(Beginning of Provided entries)

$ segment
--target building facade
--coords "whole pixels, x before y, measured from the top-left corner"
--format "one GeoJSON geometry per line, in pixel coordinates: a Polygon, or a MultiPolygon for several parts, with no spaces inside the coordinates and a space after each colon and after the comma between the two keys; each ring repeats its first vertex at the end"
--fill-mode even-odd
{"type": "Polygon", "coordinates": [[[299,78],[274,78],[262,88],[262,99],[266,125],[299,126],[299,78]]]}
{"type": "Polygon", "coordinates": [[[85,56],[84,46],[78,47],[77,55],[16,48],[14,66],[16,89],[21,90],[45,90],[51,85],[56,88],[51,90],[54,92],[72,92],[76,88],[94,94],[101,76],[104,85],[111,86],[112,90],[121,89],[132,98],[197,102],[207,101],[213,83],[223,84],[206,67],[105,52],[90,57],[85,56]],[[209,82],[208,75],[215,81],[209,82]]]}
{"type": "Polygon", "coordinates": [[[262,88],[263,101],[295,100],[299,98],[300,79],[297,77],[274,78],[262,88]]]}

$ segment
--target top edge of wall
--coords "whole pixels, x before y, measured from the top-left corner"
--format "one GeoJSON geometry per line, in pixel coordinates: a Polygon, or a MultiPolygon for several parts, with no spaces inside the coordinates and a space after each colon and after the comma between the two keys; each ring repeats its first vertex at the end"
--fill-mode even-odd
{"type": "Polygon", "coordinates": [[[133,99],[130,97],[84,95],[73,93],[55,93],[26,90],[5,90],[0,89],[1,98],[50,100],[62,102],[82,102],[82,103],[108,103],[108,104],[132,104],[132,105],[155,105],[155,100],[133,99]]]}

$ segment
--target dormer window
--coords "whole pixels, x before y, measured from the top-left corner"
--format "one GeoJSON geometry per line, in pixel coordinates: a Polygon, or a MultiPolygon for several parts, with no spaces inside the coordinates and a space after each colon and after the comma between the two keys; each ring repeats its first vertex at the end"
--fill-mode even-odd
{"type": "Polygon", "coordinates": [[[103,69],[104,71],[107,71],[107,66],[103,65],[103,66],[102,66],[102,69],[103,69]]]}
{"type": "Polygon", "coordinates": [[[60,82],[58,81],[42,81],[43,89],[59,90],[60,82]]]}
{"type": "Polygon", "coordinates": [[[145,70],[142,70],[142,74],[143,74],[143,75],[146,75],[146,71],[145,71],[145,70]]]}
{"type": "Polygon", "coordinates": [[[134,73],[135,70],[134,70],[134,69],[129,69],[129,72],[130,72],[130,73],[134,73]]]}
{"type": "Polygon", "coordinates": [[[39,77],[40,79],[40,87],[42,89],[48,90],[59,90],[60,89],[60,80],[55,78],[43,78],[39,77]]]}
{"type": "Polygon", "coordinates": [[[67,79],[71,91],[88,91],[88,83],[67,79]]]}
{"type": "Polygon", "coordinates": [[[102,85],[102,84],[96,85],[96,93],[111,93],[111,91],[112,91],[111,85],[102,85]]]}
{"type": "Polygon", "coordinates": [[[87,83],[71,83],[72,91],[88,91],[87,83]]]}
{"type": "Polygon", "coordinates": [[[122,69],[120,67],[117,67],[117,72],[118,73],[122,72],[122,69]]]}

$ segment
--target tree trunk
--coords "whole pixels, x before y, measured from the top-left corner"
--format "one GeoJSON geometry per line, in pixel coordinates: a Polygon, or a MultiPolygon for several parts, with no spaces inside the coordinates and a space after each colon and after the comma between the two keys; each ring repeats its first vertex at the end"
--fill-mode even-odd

(End of Provided entries)

> What is required
Could you retype every record above exactly as given?

> Written answer
$ segment
--target building facade
--coords "whole pixels, x before y, measured from the top-left corner"
--format "one GeoJSON geometry per line, in pixel coordinates: a Polygon, or a MultiPolygon for several parts, with no spaces inside the coordinates and a space after each colon and after the comma between the two keys; each ring repeats its first vertex at the end"
--fill-mode even-odd
{"type": "Polygon", "coordinates": [[[299,78],[274,78],[262,88],[262,99],[266,125],[299,126],[299,78]]]}
{"type": "Polygon", "coordinates": [[[85,56],[84,46],[78,47],[77,55],[16,48],[14,66],[16,89],[21,90],[45,90],[51,85],[56,88],[51,90],[54,92],[72,92],[76,88],[94,94],[101,76],[104,85],[111,86],[112,90],[121,89],[132,98],[197,102],[207,101],[213,83],[223,84],[206,67],[105,52],[90,57],[85,56]],[[209,82],[208,75],[215,81],[209,82]]]}
{"type": "Polygon", "coordinates": [[[262,88],[263,101],[295,100],[299,98],[300,79],[297,77],[274,78],[262,88]]]}

$ segment
--target top edge of wall
--coords "whole pixels, x before y, measured from the top-left corner"
--format "one GeoJSON geometry per line, in pixel coordinates: a Polygon, or a MultiPolygon for several parts, with no spaces inside the coordinates and a space after each colon and after the comma between the two keys; each ring repeats its first vertex at the end"
--fill-mode even-odd
{"type": "Polygon", "coordinates": [[[133,99],[130,97],[84,95],[73,93],[55,93],[26,90],[5,90],[0,89],[1,98],[50,100],[62,102],[82,102],[82,103],[108,103],[108,104],[132,104],[132,105],[155,105],[155,100],[133,99]]]}

$ segment
--target dormer window
--coords "whole pixels, x before y, measured from the top-left corner"
--format "one GeoJSON geometry per line, in pixel coordinates: a Polygon, or a MultiPolygon for several parts, with no spaces inside the coordinates and a space after each colon and after the comma between the two keys; each ring repeats its first vertex at the end"
--fill-mode even-odd
{"type": "Polygon", "coordinates": [[[103,69],[104,71],[107,71],[107,66],[103,65],[103,66],[102,66],[102,69],[103,69]]]}
{"type": "Polygon", "coordinates": [[[60,82],[58,81],[42,81],[43,89],[59,90],[60,82]]]}
{"type": "Polygon", "coordinates": [[[145,70],[142,70],[142,74],[143,74],[143,75],[146,75],[146,71],[145,71],[145,70]]]}
{"type": "Polygon", "coordinates": [[[134,73],[135,70],[134,70],[134,69],[129,69],[129,72],[130,72],[130,73],[134,73]]]}
{"type": "Polygon", "coordinates": [[[39,77],[40,79],[40,87],[42,89],[48,90],[59,90],[60,89],[60,80],[55,78],[43,78],[39,77]]]}
{"type": "Polygon", "coordinates": [[[67,79],[71,91],[88,91],[88,83],[67,79]]]}
{"type": "Polygon", "coordinates": [[[102,85],[102,84],[96,85],[96,93],[111,93],[111,91],[112,91],[111,85],[102,85]]]}
{"type": "Polygon", "coordinates": [[[87,83],[71,83],[72,91],[88,91],[87,83]]]}
{"type": "Polygon", "coordinates": [[[122,69],[120,67],[117,67],[117,72],[118,73],[122,72],[122,69]]]}

$ segment
--target tree trunk
--coords "whole pixels, x before y, measured from the top-left corner"
--format "one GeoJSON geometry per line, in pixel coordinates: a Polygon, or a MultiPolygon for several parts, with no spaces inside the coordinates and a space after each colon and after the comma between the two keys; each ring repeats its first vertex at the end"
--fill-mode even-odd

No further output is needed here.